**What you should do:**
Please transcribe the newsgroup thread below on parsing comma-delimited lines in Lisp, word for word and in full.

But then, I think that a language should just supply fundamental tools so that we
don't have
to carry around functionality that we may never use.

In any case, this is a pretty simple problem.

slong

From: Christophe Rhodes
Subject: Re: newbie: text parsing Q
Date: Fri, 27 Jul 2001 08:08:48 +0000
Message-ID: <sqd76mn69b.fsf@lambda.jesus.cam.ac.uk>

········@hex.net writes:

> Kent M Pitman <······@world.std.com> writes:
> > Neil Conway <····@klamath.dyndns.org> writes:
> > 
> >> Hi everyone,
> >> 
> >> I'm still very new to LISP. I've created this structure:
> >> 
> >> (defstruct line
> >>      (date 0)
> >>      (name "")
> >>      (hits 0))
> >> 
> >> Now, I'm reading data from a file: the data is comma-delimited and each 
> >> line should be used to create a separate structure. So a typical line 
> >> would be like so:
> >> 
> >> 100,abc,200
> >> 
> >> How is the "proper" way to process this line and use that data to create 
> >>   the structure shown above?
> 
> > The community has been discussing creating a standard utility for
> > partitioning a string.  It's easy to write, and everyone does.
> 
> What's _arguably_ irritating is that if it were so "standard," it
> would be sort of nice to have some de-facto "standard" function around
> to do this sort of thing, rather than always resorting to "It's easy
> to write."

**Collected data:**
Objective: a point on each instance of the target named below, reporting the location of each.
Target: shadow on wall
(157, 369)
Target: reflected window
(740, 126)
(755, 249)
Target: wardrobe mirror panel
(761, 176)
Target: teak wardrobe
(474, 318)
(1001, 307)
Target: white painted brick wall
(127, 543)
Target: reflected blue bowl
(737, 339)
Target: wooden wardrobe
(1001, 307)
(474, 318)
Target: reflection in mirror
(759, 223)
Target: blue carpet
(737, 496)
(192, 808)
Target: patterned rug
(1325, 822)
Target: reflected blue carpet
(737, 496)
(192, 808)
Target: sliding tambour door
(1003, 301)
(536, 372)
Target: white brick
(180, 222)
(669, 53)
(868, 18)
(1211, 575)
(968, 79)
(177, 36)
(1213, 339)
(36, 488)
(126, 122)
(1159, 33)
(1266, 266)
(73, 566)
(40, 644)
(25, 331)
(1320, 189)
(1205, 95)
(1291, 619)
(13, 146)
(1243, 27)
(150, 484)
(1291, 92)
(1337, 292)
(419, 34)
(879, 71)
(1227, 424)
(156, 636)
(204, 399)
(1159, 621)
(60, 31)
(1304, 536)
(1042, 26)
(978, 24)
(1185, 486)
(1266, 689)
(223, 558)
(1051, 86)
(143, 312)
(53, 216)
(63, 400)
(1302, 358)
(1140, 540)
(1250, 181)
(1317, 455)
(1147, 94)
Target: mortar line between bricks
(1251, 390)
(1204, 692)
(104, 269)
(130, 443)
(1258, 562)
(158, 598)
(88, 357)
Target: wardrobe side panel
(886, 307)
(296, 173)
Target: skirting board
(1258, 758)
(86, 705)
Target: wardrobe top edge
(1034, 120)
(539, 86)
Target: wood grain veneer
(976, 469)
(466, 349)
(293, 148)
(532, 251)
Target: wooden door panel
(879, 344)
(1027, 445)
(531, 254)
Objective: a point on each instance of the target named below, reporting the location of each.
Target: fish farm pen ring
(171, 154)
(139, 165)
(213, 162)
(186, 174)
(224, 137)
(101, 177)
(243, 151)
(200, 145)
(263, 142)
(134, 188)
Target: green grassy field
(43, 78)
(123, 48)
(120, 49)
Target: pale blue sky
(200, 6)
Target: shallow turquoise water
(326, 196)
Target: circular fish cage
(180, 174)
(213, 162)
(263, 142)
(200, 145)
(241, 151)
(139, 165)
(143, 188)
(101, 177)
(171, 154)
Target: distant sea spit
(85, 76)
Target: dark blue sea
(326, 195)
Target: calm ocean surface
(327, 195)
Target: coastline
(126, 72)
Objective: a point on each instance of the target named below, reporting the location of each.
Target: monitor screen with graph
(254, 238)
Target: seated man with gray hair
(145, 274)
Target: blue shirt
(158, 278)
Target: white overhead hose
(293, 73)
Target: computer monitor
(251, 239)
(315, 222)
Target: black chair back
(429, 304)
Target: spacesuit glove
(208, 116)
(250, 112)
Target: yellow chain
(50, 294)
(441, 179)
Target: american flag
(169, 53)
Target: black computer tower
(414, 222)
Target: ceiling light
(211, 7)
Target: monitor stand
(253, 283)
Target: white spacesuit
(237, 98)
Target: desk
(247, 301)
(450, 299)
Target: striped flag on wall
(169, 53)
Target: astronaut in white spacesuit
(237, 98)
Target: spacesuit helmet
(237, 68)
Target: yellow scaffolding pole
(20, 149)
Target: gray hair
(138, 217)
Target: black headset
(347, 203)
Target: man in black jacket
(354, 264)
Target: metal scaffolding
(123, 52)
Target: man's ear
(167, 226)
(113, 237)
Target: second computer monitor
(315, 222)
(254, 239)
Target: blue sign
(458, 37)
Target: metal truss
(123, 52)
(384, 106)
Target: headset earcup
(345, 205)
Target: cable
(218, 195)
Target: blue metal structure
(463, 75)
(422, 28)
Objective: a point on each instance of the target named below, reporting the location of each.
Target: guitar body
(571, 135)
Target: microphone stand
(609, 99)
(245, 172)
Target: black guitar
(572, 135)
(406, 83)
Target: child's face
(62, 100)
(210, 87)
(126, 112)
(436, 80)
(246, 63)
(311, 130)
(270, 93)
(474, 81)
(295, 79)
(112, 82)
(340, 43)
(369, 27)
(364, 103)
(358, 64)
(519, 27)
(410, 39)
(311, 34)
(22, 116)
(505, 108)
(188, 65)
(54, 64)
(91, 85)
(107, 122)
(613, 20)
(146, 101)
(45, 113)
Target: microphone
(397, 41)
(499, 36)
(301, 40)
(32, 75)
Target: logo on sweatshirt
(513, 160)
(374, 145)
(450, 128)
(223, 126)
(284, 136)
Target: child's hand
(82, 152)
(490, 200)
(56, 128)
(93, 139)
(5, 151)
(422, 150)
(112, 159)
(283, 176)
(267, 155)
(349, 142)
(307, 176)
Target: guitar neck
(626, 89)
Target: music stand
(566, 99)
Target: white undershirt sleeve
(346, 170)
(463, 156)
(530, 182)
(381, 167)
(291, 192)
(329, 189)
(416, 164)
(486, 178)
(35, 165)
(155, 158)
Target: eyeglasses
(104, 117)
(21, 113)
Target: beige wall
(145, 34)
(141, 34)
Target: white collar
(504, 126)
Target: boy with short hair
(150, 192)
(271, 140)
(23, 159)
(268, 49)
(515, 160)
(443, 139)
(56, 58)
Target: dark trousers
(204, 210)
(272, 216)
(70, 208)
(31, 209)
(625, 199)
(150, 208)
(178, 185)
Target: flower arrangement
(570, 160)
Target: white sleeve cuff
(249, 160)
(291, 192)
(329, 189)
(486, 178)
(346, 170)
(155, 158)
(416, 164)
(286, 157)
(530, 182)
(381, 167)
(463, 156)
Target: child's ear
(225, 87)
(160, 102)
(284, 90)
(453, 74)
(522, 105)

**Answer to this exercise:**
But then, I think that a language should just supply fundamental tools so that we
don't have
to carry around functionality that we may never use.

In any case, this is a pretty simple problem.

slong

From: Christophe Rhodes
Subject: Re: newbie: text parsing Q
Date: Fri, 27 Jul 2001 08:08:48 +0000
Message-ID: <sqd76mn69b.fsf@lambda.jesus.cam.ac.uk>

········@hex.net writes:

> Kent M Pitman <······@world.std.com> writes:
> > Neil Conway <····@klamath.dyndns.org> writes:
> > 
> >> Hi everyone,
> >> 
> >> I'm still very new to LISP. I've created this structure:
> >> 
> >> (defstruct line
> >>      (date 0)
> >>      (name "")
> >>      (hits 0))
> >> 
> >> Now, I'm reading data from a file: the data is comma-delimited and each 
> >> line should be used to create a separate structure. So a typical line 
> >> would be like so:
> >> 
> >> 100,abc,200
> >> 
> >> How is the "proper" way to process this line and use that data to create 
> >>   the structure shown above?
> 
> > The community has been discussing creating a standard utility for
> > partitioning a string.  It's easy to write, and everyone does.
> 
> What's _arguably_ irritating is that if it were so "standard," it
> would be sort of nice to have some de-facto "standard" function around
> to do this sort of thing, rather than always resorting to "It's easy
> to write."